## Work task
Every line from the one bearing "Query: green and white jersey" through the last line of the entries should be printed exactly, with no other output.

## Free-text object descriptions

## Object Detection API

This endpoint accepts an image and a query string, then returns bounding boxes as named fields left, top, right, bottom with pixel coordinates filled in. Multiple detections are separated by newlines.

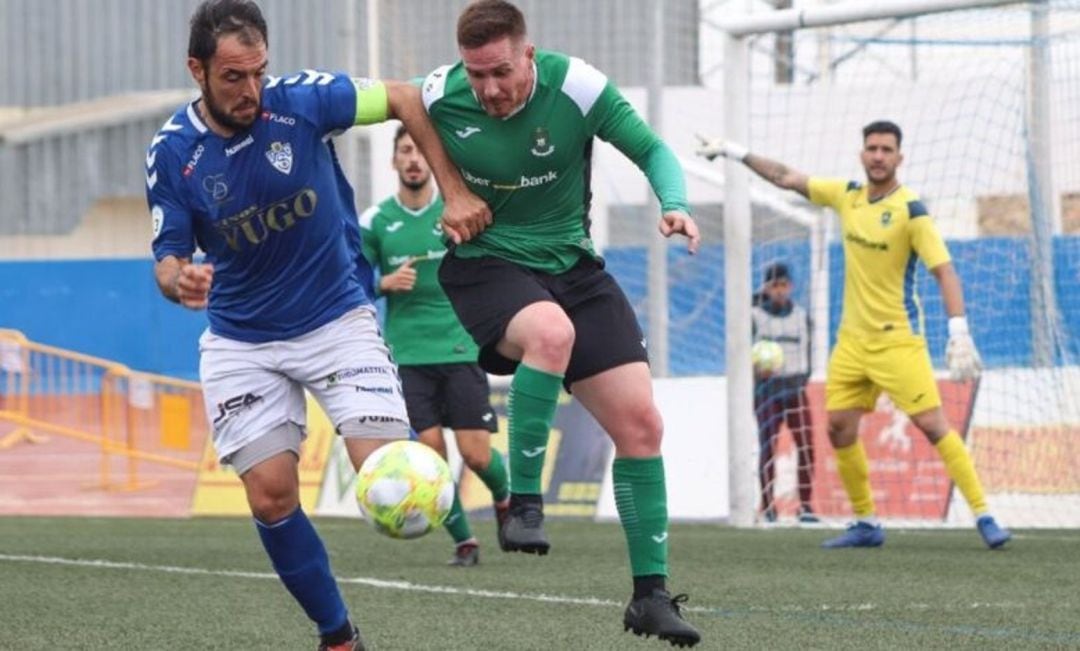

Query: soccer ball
left=355, top=440, right=454, bottom=540
left=751, top=340, right=784, bottom=374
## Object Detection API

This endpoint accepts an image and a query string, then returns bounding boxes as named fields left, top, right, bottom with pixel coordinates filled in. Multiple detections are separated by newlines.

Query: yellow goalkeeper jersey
left=808, top=177, right=951, bottom=338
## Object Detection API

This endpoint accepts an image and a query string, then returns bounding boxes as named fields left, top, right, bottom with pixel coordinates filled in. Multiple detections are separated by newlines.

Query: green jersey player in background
left=360, top=126, right=510, bottom=568
left=421, top=1, right=701, bottom=646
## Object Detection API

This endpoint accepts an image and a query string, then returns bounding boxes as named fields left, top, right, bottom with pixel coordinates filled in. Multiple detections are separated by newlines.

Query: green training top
left=422, top=49, right=689, bottom=274
left=360, top=194, right=479, bottom=365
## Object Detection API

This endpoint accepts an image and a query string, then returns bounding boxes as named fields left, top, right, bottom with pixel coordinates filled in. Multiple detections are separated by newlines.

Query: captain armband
left=351, top=78, right=389, bottom=125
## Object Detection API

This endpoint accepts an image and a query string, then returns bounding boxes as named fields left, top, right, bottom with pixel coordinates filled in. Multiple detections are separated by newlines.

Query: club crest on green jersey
left=530, top=127, right=555, bottom=157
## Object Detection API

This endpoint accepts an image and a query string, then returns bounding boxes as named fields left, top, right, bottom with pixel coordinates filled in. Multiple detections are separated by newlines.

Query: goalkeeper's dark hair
left=457, top=0, right=527, bottom=49
left=189, top=0, right=268, bottom=64
left=862, top=120, right=902, bottom=147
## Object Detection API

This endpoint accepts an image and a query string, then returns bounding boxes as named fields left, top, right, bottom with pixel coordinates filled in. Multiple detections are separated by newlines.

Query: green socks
left=474, top=449, right=510, bottom=503
left=443, top=485, right=473, bottom=544
left=507, top=364, right=563, bottom=495
left=613, top=456, right=669, bottom=578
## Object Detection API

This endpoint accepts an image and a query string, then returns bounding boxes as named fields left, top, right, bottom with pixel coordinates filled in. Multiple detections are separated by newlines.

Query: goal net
left=718, top=0, right=1080, bottom=528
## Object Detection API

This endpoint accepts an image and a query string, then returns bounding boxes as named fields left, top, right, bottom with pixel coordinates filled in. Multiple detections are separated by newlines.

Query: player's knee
left=527, top=319, right=575, bottom=364
left=827, top=415, right=858, bottom=447
left=514, top=302, right=573, bottom=351
left=615, top=403, right=664, bottom=455
left=249, top=485, right=300, bottom=523
left=460, top=445, right=492, bottom=471
left=912, top=412, right=949, bottom=443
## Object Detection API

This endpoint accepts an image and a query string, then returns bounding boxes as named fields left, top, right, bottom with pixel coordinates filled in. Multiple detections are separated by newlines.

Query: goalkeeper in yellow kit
left=698, top=120, right=1011, bottom=549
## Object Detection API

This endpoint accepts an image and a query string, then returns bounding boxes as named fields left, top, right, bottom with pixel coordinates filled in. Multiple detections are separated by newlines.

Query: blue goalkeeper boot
left=976, top=515, right=1011, bottom=549
left=821, top=521, right=885, bottom=549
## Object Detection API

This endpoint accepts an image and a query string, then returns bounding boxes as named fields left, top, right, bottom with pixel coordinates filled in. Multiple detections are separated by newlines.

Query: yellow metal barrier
left=0, top=329, right=206, bottom=492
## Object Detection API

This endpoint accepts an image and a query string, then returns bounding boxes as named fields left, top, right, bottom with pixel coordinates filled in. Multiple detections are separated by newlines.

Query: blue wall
left=606, top=235, right=1080, bottom=374
left=3, top=237, right=1078, bottom=379
left=0, top=259, right=208, bottom=380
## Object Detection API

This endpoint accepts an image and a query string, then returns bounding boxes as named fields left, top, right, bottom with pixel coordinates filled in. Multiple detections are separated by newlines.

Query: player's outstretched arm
left=154, top=255, right=213, bottom=310
left=384, top=82, right=491, bottom=244
left=695, top=134, right=810, bottom=198
left=931, top=262, right=983, bottom=380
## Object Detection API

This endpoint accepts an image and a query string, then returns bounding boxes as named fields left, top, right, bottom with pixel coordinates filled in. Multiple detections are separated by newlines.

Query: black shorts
left=398, top=362, right=498, bottom=433
left=438, top=254, right=648, bottom=390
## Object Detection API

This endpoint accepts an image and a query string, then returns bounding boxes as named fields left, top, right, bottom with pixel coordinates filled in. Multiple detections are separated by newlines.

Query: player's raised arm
left=384, top=81, right=491, bottom=244
left=696, top=134, right=810, bottom=198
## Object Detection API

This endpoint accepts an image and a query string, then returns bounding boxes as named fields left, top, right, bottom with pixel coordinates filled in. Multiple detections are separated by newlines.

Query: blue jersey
left=146, top=70, right=385, bottom=343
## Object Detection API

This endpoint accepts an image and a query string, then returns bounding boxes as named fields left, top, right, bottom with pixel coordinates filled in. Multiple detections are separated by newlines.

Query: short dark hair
left=862, top=120, right=902, bottom=147
left=188, top=0, right=268, bottom=63
left=393, top=125, right=410, bottom=151
left=457, top=0, right=527, bottom=49
left=763, top=262, right=791, bottom=284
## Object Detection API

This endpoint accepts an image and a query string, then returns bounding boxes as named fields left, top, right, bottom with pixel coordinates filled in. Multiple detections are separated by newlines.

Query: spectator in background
left=751, top=262, right=817, bottom=524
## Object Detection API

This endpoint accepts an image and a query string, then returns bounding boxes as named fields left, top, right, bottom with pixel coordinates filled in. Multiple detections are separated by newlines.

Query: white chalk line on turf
left=0, top=553, right=1050, bottom=616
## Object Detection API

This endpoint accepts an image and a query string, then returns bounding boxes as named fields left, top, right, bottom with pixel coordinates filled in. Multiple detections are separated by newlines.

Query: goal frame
left=718, top=0, right=1024, bottom=527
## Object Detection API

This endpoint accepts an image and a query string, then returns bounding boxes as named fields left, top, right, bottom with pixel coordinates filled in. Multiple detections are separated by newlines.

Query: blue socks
left=255, top=507, right=348, bottom=636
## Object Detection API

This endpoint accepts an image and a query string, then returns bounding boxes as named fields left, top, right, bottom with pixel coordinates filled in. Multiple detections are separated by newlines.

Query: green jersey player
left=360, top=126, right=510, bottom=568
left=422, top=1, right=700, bottom=646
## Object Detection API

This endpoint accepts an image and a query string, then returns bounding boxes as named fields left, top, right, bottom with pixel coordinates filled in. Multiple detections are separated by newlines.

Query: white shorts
left=199, top=306, right=409, bottom=463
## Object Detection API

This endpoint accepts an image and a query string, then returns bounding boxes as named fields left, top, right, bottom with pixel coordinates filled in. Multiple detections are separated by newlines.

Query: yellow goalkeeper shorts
left=825, top=333, right=941, bottom=415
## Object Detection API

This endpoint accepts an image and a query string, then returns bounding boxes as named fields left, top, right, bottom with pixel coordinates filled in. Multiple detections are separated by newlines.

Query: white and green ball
left=355, top=440, right=454, bottom=540
left=751, top=340, right=785, bottom=374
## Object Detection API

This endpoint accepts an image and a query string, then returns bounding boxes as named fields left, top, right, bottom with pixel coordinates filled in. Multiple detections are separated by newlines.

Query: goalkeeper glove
left=946, top=316, right=982, bottom=381
left=695, top=133, right=749, bottom=162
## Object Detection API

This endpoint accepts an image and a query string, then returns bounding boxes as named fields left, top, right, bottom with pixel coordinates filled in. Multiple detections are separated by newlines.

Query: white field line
left=0, top=553, right=1050, bottom=615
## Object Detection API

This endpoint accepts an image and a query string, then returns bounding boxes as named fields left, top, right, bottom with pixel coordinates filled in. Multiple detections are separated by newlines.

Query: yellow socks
left=835, top=432, right=987, bottom=520
left=935, top=430, right=988, bottom=515
left=835, top=440, right=875, bottom=519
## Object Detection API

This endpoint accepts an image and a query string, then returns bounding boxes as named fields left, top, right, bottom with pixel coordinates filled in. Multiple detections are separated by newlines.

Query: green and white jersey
left=422, top=50, right=689, bottom=274
left=359, top=194, right=478, bottom=365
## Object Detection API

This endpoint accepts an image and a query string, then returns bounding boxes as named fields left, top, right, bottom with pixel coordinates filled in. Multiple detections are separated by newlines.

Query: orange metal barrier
left=0, top=329, right=206, bottom=493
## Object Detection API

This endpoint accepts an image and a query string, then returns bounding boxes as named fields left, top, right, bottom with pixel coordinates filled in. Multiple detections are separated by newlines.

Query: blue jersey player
left=146, top=2, right=489, bottom=649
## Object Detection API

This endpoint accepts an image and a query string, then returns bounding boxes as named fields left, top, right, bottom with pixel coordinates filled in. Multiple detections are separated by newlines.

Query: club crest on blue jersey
left=266, top=141, right=294, bottom=175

## Response
Query: green and white jersey
left=422, top=50, right=689, bottom=274
left=359, top=194, right=478, bottom=365
## Object Detection API

This endpoint accepts an image and a query string, then returns bounding boxes as named fields left, top, right, bottom with pixel coordinates filled in. Multiple detections are separated by newlines.

Query: orange metal barrier
left=0, top=329, right=206, bottom=493
## Object Detection API

This endpoint accepts an image and a query string, then returns bounding boxes as named fields left, top, right, bottom with pixel coordinates filled in. Multiple detections are separated by newlines.

Query: blue jersey player
left=146, top=2, right=489, bottom=649
## Object Detection API

This endpoint accepts an image and a query string, then returns bounding boxes as named fields left, top, right, bottom with pixel coordinates filled in. Multiple detections are separated by newlines.

Query: club crest on blue jersey
left=266, top=141, right=294, bottom=175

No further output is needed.